Stated problem: In the article on East Gateway, which four streets bound the area?

CLEARWATER — City officials have decided to assign two police officers to patrol East Gateway, 175 acres just east of downtown that has battled drugs, prostitution and urban decay.

At the same time, the city is seeking business owners, residents and others to serve on a task force for the area, which thousands of people pass through each day on the way to downtown Clearwater or Clearwater Beach.

The task force and increased police patrols are designed to strengthen East Gateway, which over the years has turned largely into a rental community. And they both are part of an overall plan the city has developed for revitalizing the area, which is bounded by Missouri Avenue, Drew Street, Highland Avenue and Court Street.

"We'd like to see a thriving business community, a perception of safety and security for everyone who lives or works in that area, we'd like to see a changing economic environment," and renovation of some of the buildings, said Clearwater police Chief Sid Klein.

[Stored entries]
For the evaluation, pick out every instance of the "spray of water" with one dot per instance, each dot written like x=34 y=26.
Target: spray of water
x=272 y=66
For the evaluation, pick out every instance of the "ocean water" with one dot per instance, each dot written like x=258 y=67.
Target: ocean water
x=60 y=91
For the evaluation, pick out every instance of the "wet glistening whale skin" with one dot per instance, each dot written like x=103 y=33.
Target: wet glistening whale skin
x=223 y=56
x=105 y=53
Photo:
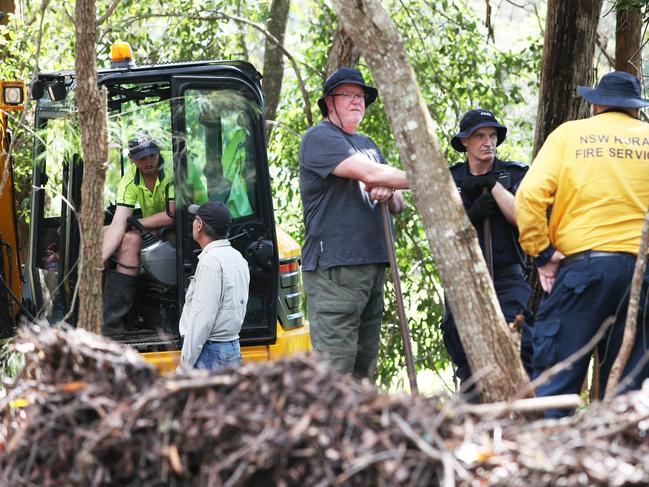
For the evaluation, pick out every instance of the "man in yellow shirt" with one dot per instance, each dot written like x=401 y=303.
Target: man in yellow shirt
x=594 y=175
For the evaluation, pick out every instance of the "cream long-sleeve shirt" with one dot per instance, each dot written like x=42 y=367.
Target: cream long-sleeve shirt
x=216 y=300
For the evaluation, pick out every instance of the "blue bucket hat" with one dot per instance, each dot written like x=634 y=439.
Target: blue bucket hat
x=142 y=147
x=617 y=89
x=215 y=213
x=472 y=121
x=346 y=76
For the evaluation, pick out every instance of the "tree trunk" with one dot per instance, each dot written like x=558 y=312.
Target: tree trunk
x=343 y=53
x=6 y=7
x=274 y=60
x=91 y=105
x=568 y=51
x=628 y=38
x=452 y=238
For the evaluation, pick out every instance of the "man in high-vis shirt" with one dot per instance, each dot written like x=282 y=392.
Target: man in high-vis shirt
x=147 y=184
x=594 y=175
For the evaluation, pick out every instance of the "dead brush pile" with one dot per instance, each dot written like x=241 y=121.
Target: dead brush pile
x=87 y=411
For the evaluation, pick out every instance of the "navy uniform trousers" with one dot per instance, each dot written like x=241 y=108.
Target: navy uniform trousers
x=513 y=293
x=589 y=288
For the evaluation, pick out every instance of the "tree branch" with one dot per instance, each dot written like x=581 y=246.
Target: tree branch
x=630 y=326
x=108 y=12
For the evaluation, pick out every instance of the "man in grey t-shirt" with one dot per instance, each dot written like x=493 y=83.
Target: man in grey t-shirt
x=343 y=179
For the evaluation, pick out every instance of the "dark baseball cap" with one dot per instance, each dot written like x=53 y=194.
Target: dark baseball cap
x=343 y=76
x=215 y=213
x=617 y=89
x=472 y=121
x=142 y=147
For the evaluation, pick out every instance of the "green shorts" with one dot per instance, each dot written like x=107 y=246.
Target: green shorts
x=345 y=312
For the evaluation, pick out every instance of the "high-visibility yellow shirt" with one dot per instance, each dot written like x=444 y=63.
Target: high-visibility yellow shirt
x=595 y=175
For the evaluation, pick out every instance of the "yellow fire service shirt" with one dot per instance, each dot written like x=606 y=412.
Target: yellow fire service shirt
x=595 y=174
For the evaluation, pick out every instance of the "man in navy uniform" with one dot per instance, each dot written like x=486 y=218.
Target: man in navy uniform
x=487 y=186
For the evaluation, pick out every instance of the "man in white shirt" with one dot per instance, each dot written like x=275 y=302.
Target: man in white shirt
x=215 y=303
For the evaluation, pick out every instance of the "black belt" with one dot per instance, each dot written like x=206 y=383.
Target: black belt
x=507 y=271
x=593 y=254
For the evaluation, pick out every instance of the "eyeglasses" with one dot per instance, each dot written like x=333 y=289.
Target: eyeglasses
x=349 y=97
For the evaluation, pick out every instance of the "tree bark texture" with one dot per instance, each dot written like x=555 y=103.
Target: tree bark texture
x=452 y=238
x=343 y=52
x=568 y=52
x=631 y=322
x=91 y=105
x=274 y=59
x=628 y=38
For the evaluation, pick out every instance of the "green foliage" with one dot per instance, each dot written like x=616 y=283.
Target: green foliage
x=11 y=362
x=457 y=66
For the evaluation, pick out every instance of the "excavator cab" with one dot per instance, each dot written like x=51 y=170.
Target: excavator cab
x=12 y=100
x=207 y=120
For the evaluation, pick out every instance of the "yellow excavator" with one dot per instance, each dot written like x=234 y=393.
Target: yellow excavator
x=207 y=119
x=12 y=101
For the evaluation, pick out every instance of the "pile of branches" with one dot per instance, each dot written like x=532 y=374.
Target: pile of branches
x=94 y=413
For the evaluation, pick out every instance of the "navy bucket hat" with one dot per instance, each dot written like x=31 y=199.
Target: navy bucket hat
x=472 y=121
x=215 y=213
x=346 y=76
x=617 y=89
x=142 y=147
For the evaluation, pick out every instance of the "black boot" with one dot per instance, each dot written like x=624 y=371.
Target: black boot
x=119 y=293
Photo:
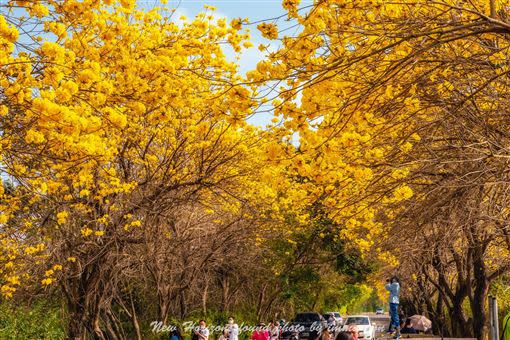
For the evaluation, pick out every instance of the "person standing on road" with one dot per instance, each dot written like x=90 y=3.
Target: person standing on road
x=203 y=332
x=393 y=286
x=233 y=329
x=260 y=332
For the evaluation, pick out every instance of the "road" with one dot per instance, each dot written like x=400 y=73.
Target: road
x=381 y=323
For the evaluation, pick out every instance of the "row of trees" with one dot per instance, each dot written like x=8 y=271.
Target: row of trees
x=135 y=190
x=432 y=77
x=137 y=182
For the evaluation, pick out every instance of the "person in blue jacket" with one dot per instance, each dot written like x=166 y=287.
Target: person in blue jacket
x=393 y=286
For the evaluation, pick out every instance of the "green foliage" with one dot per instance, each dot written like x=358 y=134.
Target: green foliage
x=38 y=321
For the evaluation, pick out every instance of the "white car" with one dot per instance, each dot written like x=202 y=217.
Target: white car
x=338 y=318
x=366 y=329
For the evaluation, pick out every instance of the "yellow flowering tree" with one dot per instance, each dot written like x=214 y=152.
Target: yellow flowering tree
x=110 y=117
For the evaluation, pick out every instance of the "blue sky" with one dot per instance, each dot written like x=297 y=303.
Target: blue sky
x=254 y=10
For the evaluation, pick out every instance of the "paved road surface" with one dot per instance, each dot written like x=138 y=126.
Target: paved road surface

Finished exercise: Missouri Avenue, Drew Street, Highland Avenue and Court Street.